§ Instruction: Please give the entries again in full and exactly, without any picture.

(Point labeling examples)
|---|

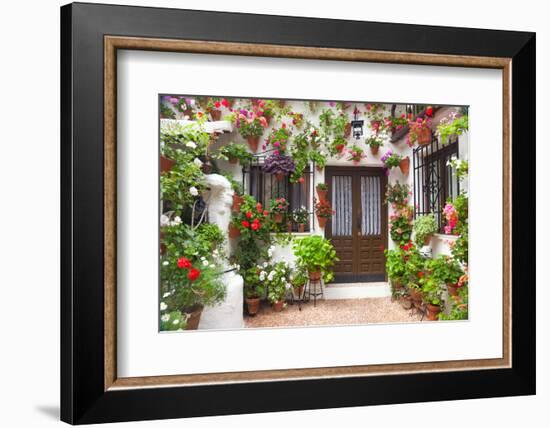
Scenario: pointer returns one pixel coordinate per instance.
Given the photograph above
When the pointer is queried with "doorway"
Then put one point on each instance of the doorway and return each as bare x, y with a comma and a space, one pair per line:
359, 226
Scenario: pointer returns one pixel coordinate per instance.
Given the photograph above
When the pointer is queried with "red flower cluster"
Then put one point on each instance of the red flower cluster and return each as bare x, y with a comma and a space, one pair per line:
185, 263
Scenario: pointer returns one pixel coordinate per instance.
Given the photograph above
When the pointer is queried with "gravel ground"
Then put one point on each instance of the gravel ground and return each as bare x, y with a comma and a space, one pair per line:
333, 312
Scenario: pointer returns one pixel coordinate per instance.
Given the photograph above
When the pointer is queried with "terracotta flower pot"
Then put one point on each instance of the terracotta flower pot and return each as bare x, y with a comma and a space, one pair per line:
252, 305
166, 164
433, 311
234, 231
278, 306
193, 317
253, 143
314, 276
424, 136
215, 115
237, 202
322, 221
347, 130
452, 289
322, 194
404, 165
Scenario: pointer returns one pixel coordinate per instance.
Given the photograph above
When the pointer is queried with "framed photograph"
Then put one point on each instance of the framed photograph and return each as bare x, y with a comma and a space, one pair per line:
273, 213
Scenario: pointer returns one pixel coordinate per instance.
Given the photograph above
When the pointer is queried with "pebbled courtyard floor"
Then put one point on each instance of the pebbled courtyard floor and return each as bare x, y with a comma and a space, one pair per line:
333, 312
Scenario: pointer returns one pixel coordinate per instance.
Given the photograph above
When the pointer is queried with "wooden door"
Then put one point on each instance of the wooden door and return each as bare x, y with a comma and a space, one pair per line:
358, 228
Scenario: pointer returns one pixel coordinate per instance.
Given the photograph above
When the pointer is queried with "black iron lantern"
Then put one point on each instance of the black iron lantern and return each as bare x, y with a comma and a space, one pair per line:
357, 125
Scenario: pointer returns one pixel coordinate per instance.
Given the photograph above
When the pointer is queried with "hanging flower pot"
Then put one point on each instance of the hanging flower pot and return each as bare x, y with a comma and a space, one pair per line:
433, 311
452, 289
166, 164
322, 222
237, 202
347, 130
234, 231
424, 136
215, 115
253, 143
193, 317
315, 275
278, 306
252, 305
404, 165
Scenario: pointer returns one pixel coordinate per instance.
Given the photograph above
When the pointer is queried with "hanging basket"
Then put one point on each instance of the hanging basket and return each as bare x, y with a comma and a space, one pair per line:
404, 165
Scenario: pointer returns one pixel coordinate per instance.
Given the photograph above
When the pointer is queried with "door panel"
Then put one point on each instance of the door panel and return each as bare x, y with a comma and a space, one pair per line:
358, 229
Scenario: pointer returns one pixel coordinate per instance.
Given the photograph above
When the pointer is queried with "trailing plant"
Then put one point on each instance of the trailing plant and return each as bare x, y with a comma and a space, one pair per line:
424, 226
452, 125
315, 253
278, 163
236, 151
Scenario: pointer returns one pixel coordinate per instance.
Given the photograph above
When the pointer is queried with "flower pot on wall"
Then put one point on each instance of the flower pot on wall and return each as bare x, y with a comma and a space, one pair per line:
452, 289
433, 311
215, 115
253, 143
193, 317
322, 222
166, 164
234, 231
404, 165
252, 305
237, 202
278, 306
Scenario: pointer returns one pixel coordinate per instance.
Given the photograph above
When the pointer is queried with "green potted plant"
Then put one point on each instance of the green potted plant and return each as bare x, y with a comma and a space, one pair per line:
324, 211
300, 216
277, 283
234, 152
278, 208
316, 255
253, 289
424, 227
322, 190
374, 142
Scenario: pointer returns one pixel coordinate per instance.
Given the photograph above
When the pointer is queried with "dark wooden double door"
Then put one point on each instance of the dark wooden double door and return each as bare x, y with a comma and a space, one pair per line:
359, 226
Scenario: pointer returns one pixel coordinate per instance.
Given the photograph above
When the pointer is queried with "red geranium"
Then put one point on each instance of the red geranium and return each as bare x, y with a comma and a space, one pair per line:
193, 274
184, 263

|---|

§ Response to this exercise:
Scenario: pointer returns one pixel coordinate per instance.
Given the photograph above
When the pointer is queried with "doorway"
Then put one point on each instance of the doorway and return each as bare x, y with a comma and a space, one pair per line:
359, 226
Scenario: pointer returns one pixel coordinate per instance.
Given the photograph above
When the pointer is queried with "red flower cluster"
Then put one point on each instance of the red flower cluster and return each as bare x, y with a comma and a space, one pair per line:
185, 263
Scenario: pointer returns one pixel coordinate per instance.
Given the photograph above
When the pointer is queried with "gravel ground"
Then put one point on each instance of the gravel ground and return each as bare x, y with a comma and a space, one pair per line:
333, 312
Scenario: pointer returns one pixel coordinate per instance.
Given the photograph above
When the pointer is queried with "terracotta flower pot"
Then put one point on each instance of the terracotta flower pot and return each as bare x, y with a comma and a space, one pair per line:
252, 305
166, 164
433, 311
234, 231
278, 306
193, 317
253, 143
314, 276
424, 136
215, 115
237, 202
322, 221
347, 130
452, 289
322, 194
404, 165
Scenario: pointer returns one pixel coordinate per instance.
Given the photograph above
When the pointer is queried with "framed photograph"
Then put one point on each instance of the framed photograph and return each as bare x, y with a comma and a space, one pair per line:
273, 213
Scenario: pointer returns one pixel coordinate per instance.
Given the photograph above
When the pointer is queried with "pebbled courtyard floor"
Then put one point on each instance of the pebbled courtyard floor and return each as bare x, y with a comma and a space, one pair per line:
333, 312
Scenario: pointer returns one pixel coordinate per instance.
Given the photograph above
When the pointer is queried with "wooden door"
Then put one point on each instance of the wooden door and return each as bare x, y with a comma and a space, one pair per line:
358, 228
Scenario: pointer returns one pixel coordinate per instance.
Given the photograph above
When the pointer is queried with "black iron lantern"
Then put one point on each instance of the black iron lantern and return each as bare x, y with a comma and a space, one pair per line:
357, 125
Scenario: pointer returns one pixel coordinate per instance.
Given the photograph above
When the pointer is queried with "hanging flower pot"
Then put one point on each instance of the hanging flower pot and return each as bare x, y with a comma and a space, one pair per line:
433, 311
452, 289
166, 164
322, 222
237, 202
347, 130
234, 231
424, 136
215, 115
253, 143
193, 317
315, 275
278, 306
252, 305
404, 165
Scenario: pointer returns one pixel coordinate per instance.
Given the photograph above
When the pointer is queried with "hanging basket"
Then put one point on each instance of the hanging basket and return each as bare x, y with a comma and a space, one pair per line:
404, 165
Scenario: pointer returns one pixel coordinate per instance.
Given the photograph above
When the pointer is queried with "door panel"
Then put one point on each instance of the door panel and return each as bare x, y with a comma and a space, one pair per line:
358, 229
Scenario: pointer returns one pixel coordinate per instance.
Given the photograph above
When the pointer is queried with "trailing plant"
Then put one point on each instance of the trailing plant and return each as bare x, y with a comma and a space, one pair per line:
424, 226
452, 125
315, 253
278, 163
236, 151
Scenario: pointer returns one pixel coordinate per instance.
Given the photograph above
When the pointer is queried with "flower pot on wall"
Then put one point on each instance of the flower pot on wall and return each as bare x, y with a comma and a space, one pair per line:
452, 289
433, 311
215, 115
253, 143
193, 317
322, 222
166, 164
234, 231
404, 165
252, 305
237, 202
278, 306
Scenario: pointer returns one pixel coordinate per instance.
Given the photograph above
When the pointer is queried with "green potted plant"
Then put one point on each instance of the green potted plant and return each as bare x, y with a comma and a space, one pair per line:
324, 211
300, 216
277, 283
234, 152
278, 208
316, 255
253, 289
424, 227
322, 190
374, 142
Scenario: pointer returns one pixel coordinate per instance.
Given the photograph above
When the pointer is queried with "dark wooden double door"
Then put one point on each instance of the dark wooden double door and return each as bare x, y with a comma and a space, one pair per line:
359, 226
Scenario: pointer returns one pixel coordinate per instance.
Given the photograph above
When the pointer is queried with "red geranium"
Then put one point on each instance of the red geranium and return each as bare x, y with a comma and a space, one pair per line:
193, 274
184, 263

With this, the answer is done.